--- START Dataset ---

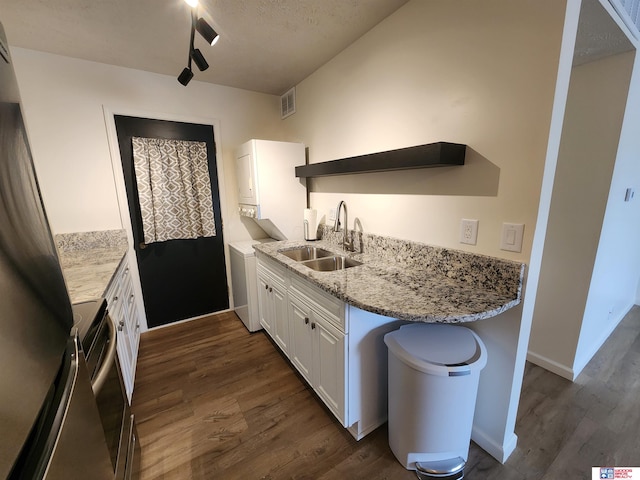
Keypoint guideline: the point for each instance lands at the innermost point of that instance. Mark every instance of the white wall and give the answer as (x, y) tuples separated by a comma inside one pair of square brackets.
[(612, 291), (590, 265), (478, 73), (63, 100), (590, 135)]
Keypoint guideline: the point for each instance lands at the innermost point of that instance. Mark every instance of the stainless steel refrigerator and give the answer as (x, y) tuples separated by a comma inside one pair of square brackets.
[(49, 423)]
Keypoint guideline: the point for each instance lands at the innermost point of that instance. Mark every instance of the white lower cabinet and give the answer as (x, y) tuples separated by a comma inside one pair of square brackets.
[(124, 312), (317, 350), (337, 348), (272, 303)]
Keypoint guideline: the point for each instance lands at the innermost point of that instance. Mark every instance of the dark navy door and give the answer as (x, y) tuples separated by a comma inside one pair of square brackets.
[(180, 279)]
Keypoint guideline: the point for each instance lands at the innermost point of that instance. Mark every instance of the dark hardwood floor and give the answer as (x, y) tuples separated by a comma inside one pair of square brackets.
[(215, 402)]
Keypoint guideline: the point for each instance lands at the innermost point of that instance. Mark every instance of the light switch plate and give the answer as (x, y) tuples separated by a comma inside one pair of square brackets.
[(511, 239), (468, 231)]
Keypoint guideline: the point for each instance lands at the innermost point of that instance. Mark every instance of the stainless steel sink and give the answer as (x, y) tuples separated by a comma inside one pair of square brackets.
[(331, 264), (306, 253)]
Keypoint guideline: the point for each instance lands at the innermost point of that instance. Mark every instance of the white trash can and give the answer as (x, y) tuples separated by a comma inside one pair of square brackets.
[(434, 370)]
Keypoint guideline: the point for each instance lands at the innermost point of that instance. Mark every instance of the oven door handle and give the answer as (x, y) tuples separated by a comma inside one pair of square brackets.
[(98, 381)]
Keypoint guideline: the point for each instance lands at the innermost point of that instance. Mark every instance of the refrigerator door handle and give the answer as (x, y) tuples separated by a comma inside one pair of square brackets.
[(99, 379)]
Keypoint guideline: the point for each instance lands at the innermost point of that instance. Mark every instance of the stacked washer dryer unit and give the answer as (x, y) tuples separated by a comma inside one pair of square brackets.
[(271, 195)]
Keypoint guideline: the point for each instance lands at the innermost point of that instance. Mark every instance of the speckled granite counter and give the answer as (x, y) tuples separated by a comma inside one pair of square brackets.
[(413, 281), (89, 260)]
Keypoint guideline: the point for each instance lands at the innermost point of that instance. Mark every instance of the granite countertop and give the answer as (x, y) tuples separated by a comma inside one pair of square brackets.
[(412, 281), (89, 261)]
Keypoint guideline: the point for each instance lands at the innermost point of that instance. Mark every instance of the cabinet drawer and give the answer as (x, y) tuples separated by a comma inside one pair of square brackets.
[(332, 308)]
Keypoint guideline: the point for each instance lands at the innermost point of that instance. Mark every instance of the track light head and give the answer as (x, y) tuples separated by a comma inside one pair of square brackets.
[(207, 32), (199, 59), (185, 76)]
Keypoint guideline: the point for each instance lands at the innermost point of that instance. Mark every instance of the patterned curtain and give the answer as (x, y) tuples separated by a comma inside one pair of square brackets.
[(174, 189)]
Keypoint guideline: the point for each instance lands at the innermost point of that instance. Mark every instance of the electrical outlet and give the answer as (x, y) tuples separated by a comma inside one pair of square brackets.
[(468, 231), (511, 239)]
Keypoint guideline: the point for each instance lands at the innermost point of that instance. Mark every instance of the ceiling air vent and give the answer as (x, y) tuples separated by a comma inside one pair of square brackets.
[(288, 103)]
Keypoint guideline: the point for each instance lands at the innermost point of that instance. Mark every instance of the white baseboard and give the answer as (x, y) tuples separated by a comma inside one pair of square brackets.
[(551, 365), (500, 452)]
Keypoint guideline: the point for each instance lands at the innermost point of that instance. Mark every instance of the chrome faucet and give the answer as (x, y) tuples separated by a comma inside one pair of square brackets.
[(347, 245)]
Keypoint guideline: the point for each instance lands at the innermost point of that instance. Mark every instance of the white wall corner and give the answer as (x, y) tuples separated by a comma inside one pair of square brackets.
[(551, 365), (499, 451)]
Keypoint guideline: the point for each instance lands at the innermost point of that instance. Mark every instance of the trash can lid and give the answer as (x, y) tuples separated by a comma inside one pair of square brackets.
[(438, 349)]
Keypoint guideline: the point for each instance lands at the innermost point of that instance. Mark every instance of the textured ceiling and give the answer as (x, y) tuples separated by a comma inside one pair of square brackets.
[(598, 34), (265, 45)]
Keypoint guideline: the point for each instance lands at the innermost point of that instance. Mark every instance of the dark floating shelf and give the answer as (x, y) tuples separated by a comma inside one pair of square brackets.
[(440, 154)]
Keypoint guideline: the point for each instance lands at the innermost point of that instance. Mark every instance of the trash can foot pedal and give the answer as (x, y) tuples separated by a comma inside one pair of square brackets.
[(450, 469)]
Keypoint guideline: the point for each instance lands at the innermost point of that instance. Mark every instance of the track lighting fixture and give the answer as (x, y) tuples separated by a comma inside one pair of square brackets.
[(185, 76), (208, 33), (199, 59)]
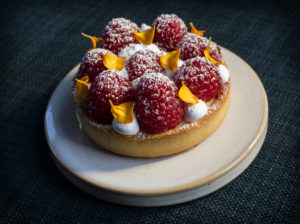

--- END Dataset ---

The problem =
Swap "Keypoint guideline" for "Point placement rule" throughout all the rows above, leaving everything else in each line unchanged. Leave the pictures out of your answer.

Problem solution =
Point placement rule: the point for each instance lands at the innermost point of that instance. Mark every instance of the white wall and give the answer as (x, y) tuples separated by a comma inside one pair of square brackets.
[(612, 291), (590, 265), (478, 73), (63, 100), (590, 135)]
Point placement rule: the point for each instance lands at the innermost point of that instance. Mark every instance of the stainless steel refrigerator and give the answer as (x, y) tuples separated by a comma inside one pair of square brackets.
[(49, 423)]
Point placement rule: the point for each instance lands at the innermost point of that instance. Mark every instance of the white lower cabinet and give the answer as (x, y) tuples separated by a comma inside one pair of square brackets.
[(124, 312), (317, 350), (337, 348), (272, 303)]
Point placement rule: the point for each instance lands at the innermost point of that instance. Mark every instance of the dark navy door and give the answer as (x, y) tuples separated by a comma inside one pair of square brackets.
[(180, 279)]
Point placement rule: the point for each instance lands at the innermost point of that instance. Mark every instance of the dark hardwood floor and give the answer as (x, y) tuples separated by a comma inside one pair of square brackets.
[(215, 402)]
Point placement rule: the point for each instance lands at the innermost point of that instance. Mark every instance of the light switch plate and give the answer as (x, y) tuples separated by a comma inside one pair of square brackets.
[(511, 239), (468, 231)]
Point placement rule: the point for each instance lands at the innermost point of that instance. Mark every instance of the stainless steel sink and give the answer as (x, y) tuples separated by a comma inside one pair of square brackets.
[(331, 264), (306, 253)]
Point placement rule: the point for each instance lands at the innermost point of that instance. Mark every instance of the white trash can and give the answer as (x, y) tuples separated by a comma inside one pair of square brackets.
[(434, 370)]
Point placement rule: the point for each instance lands at the innermost point of that instance. Mark every instance of the oven door handle and give the answer as (x, y) tuples separated by a comma inside one pair of square brackets.
[(98, 381)]
Point placement rule: the point for each instance lands at the innermost point of that instance. Mark every instance of the refrigerator door handle and give the answer as (x, y) tuples separated by a comma inside one pair of square brackets.
[(99, 379)]
Point placement rule: the point for each instance lands at the innermost point of that instance. Mark every instance of the stacked washer dryer unit and give the answer as (x, y) tuples separated by a comma inside one pair of square brackets.
[(271, 195)]
Point placement rule: the point for each instance lands at the innermost point of that instance. Mark every instance of the speckled granite counter and give the answer as (x, y) tuples separated by a comma inside one pair of square brackets.
[(413, 281), (89, 260)]
Point placement rule: the point for each instance lands at the innermost point of that instance. Mark every instance of the granite countertop and give the answer as (x, y) tuples separated by a comma inside one pair of square brackets.
[(412, 281), (89, 261)]
Point placement rule: the point for each instance lands at the innermost point of that instance. Mark every instance of the cabinet drawer and give the answer as (x, y) tuples separated by a comma inside one pair of square brackets.
[(332, 308)]
Point placement rule: the point for each instance lands at the innermost point of that instance. Mark every instance of the track light head and give the answer as (x, y) tuples separated by a comma inside one pair of square brackets.
[(207, 32), (199, 59), (185, 76)]
Point placement rule: the point for each instance lands at the innermost point of that instance. Mark every instance of the patterned curtain and give the answer as (x, y) tuples separated by a comma inside one pair of square brackets.
[(174, 189)]
Point placement rule: the point for each instance lands at the innermost point of that instance. Mark every instance of the electrical outlet and give the answer as (x, y) tuples separated by a comma inside one pair of square brackets.
[(468, 231), (511, 239)]
Point placement rule: the point for each instance lands at the innermost point of that instance. Mark every instance of the ceiling air vent and give the answer as (x, y) tuples separated by a comma inside one pair of square brackets.
[(288, 103)]
Point placement rule: the point for each instance lands at the innermost point of that instance. Mark every instance of the white baseboard and give the answer as (x, y) tuples separated by a comma inside one pair of square brackets.
[(551, 365), (500, 452)]
Point placement rule: the point for each instance lands at the innermost point of that instance. Mark every instance of the chrome faucet and give the answer as (x, y) tuples separated by a comma inside one pair of square brackets.
[(347, 245)]
Point placement rule: the point for each instance lands at the innermost point of that instance. Mark every instance of the white wall corner and give the answer as (x, y) tuples separated by a comma inside one pair of square brackets.
[(551, 365), (499, 451)]
Point placement rule: the point for each instance lands at the innermost point of that instance. Mark every instance of the trash can lid and give the answer as (x, y) tuples separated by a comma inside one pair of square brackets.
[(438, 349)]
Point placement rule: the point for each instance lands at the innermost point of that instance. Mark every instance of the textured ceiling and give the answer as (x, y) tuples separated by a comma inside one pair of square brackets.
[(598, 34), (265, 45)]
Point placement rule: the point for each instance lands at the innermost point of that instance. Mark every instance of the dark floating shelf and give the answer as (x, y) tuples separated by a comma inside one pair of square brackets.
[(440, 154)]
Point placement rule: the point for each instance lands at the innermost point of that instance. Mark every instance of the trash can foot pedal and give the answer as (x, y) tuples separated by a comma inside one pair of square brackets.
[(450, 469)]
Point placement rule: the point for each instance lands at the innermost point of that instance. Mark every instance of the track lighting fixture and give the answer as (x, y) tuples separated by a comma inside one pair of square brackets.
[(185, 76), (208, 33), (199, 59)]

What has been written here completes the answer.